With another Christmas having come and gone with still no ridesharing in B.C., impaired driving critics say the service could have prevented Sunday’s fatal crash in Vancouver.
The early morning crash killed 28-year-old cab driver Sanehpal Singh Randhawa, whose taxi was slammed into by a driver in a Car2Go who evaded police at a holiday roadblock.
Police believe alcohol and speed were factors in the crash, which also sent the Car2Go driver to hospital with serious injuries.
MADD Canada spokesperson Bob Rorison says having fewer options for getting a safe ride home in B.C. allows crashes like Sunday’s to happen, leading to unnecessary deaths and injuries.
“In most other countries in the world, someone can pick you up after you hit an app on your phone, and in most cases that ride will be there within 10 minutes,” he said.
“We still don’t have that in British Columbia, and it’s taking way too long. There’s a lack of understanding of why it’s taking so long. It works, it’s been proven to work.”
Premier John Horgan and Transportation Minister Claire Trevena have both repeatedly promised to have ridesharing on the roads by Christmas, or at the very latest by the end of 2019.
Those pledges came after an earlier goalpost was set for fall 2019.
As of Sunday, only one company, Green Coast Ventures, has had their application approved by the Passenger Transportation Board (PTB).
The company plans to operate its ridesharing app, Whistle!, in Whistler and Tofino.
Uber and Lyft’s applications have yet to be approved, despite being among the first companies to make a submission to the PTB. Twenty other companies are also awaiting decisions.
Critics have said the government misstepped by giving control of the approval process to the independent PTB, and for requiring drivers to have commercial Class 4 licences. Uber and Lyft have both said that requirement has made it difficult to recruit drivers.
But Rorison says plenty of drivers and passengers are ready for ridesharing to hit the pavement, no matter how limited it might be at first.
“People are ready. They’re standing there waiting and ready to let those cars out and pick up those people that need a ride.”
“Those other people aren’t using existing services for some reason, but I believe that they will use ride-hailing if it’s available. It’s cheaper, it’s easier, it’s faster, and people will make different choices if it’s available.”

• _Supplied information_
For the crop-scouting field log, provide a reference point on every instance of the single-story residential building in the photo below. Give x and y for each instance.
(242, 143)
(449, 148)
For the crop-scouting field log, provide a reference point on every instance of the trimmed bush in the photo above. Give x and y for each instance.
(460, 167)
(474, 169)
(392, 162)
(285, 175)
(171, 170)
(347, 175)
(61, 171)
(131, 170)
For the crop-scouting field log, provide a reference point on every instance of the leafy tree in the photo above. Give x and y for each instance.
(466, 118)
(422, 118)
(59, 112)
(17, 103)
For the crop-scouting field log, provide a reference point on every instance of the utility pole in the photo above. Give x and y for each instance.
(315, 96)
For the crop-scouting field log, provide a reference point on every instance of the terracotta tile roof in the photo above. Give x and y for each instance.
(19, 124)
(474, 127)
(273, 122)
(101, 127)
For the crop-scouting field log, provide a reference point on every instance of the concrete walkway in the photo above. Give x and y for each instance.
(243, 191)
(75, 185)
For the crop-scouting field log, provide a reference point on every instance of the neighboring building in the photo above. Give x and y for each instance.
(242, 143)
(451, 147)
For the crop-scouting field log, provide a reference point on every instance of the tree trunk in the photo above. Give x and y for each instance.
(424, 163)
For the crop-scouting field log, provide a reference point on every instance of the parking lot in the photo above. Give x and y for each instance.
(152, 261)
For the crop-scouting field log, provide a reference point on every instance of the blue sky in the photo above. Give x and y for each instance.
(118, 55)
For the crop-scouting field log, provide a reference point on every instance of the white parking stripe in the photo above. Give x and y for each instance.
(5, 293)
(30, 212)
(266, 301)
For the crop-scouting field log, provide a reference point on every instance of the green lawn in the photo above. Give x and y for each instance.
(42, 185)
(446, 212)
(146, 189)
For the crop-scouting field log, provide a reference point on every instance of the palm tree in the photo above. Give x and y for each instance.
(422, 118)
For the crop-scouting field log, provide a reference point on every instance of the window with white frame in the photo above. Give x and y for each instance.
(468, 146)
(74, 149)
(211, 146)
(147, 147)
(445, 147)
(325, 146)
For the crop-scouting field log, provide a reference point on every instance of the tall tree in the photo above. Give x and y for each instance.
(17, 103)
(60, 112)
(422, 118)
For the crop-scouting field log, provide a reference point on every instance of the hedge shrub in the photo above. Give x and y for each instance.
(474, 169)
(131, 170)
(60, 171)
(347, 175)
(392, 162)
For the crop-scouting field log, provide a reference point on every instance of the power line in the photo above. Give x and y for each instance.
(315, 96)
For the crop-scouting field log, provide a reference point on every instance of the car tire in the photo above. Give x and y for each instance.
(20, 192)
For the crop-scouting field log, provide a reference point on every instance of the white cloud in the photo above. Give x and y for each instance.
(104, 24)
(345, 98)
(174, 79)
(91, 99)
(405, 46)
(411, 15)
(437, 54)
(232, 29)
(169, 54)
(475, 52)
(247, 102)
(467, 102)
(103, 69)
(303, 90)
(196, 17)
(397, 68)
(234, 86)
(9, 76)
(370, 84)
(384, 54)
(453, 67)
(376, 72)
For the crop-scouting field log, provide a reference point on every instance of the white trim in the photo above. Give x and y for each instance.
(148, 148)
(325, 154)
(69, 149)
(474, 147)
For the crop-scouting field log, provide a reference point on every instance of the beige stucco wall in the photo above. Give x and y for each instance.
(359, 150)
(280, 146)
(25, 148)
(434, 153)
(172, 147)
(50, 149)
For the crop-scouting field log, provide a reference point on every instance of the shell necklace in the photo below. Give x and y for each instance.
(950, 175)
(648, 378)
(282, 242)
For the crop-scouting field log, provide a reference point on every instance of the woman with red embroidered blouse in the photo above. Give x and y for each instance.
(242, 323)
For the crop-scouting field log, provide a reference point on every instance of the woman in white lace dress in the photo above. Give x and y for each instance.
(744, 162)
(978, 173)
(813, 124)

• _What the task requires_
Continue the news article about B.C.'s delayed ridesharing rollout, picking up right after its final sentence.

• _Answer to the problem_
In a statement, the Ministry of Transportation said they want to see ridesharing in B.C. “as quickly as possible,” and are focused on creating a safe and fair industry.
“The PTB is independent and makes decisions independent of government,” the ministry said.
“While we are disappointed that ride-hailing services are not yet operating, we respect the Board’s independence and process which is meant to provide transparency to those impacted by Board decisions.”
The fact that an impaired driver was able to get behind the wheel of a car-sharing vehicle is troubling for Markita Kaulius, the founder of Families for Justice whose daughter Kassandra was killed by a drunk driver in 2011.
“A young cab driver lost his life because somebody made the choice to drink and drive, and that death was 100 per cent preventable,” she said.
“Unfortunately, some people who should make that choice to have an arrangement to get home safely, they don’t. And then they take the chance of, ‘Oh, I’m only a few miles from home, I can drive.’ Clearly, they shouldn’t be.”
There’s nothing that can stop someone from using a car-sharing vehicle like Car2Go or Evo while impaired.
Requests for comment from both companies were not returned Sunday.
The company behind Car2Go, ShareNow, recently announced it will be suspending operations in North America by the end of February.
Kaulius says an average of 2,000 people are being removed from B.C. roads every month for drinking and driving, with many of those cases leading to crashes.
She and the rest of Families for Justice have spent years fighting for stricter penalties for impaired driving causing death, after the woman who killed her daughter was sentenced to three years behind bars. She only served two.
With New Year’s Eve around the corner, Kaulius says the lack of options for safe rides home is putting more people at risk.
“There’s Operation Red Nose, but that’s only for one month of the year and not in every municipality,” she said. “Ride-hailing, I think people would make that call if it was available, and I hope the government implements it soon.”
“We’re entering 2020. We’re entering the modern age where people don’t need to use their car if they’re impaired, where people have options, where people can make choices.
“Let’s not destroy other people’s lives because of our choice, or somebody else’s choice, to drive impaired.”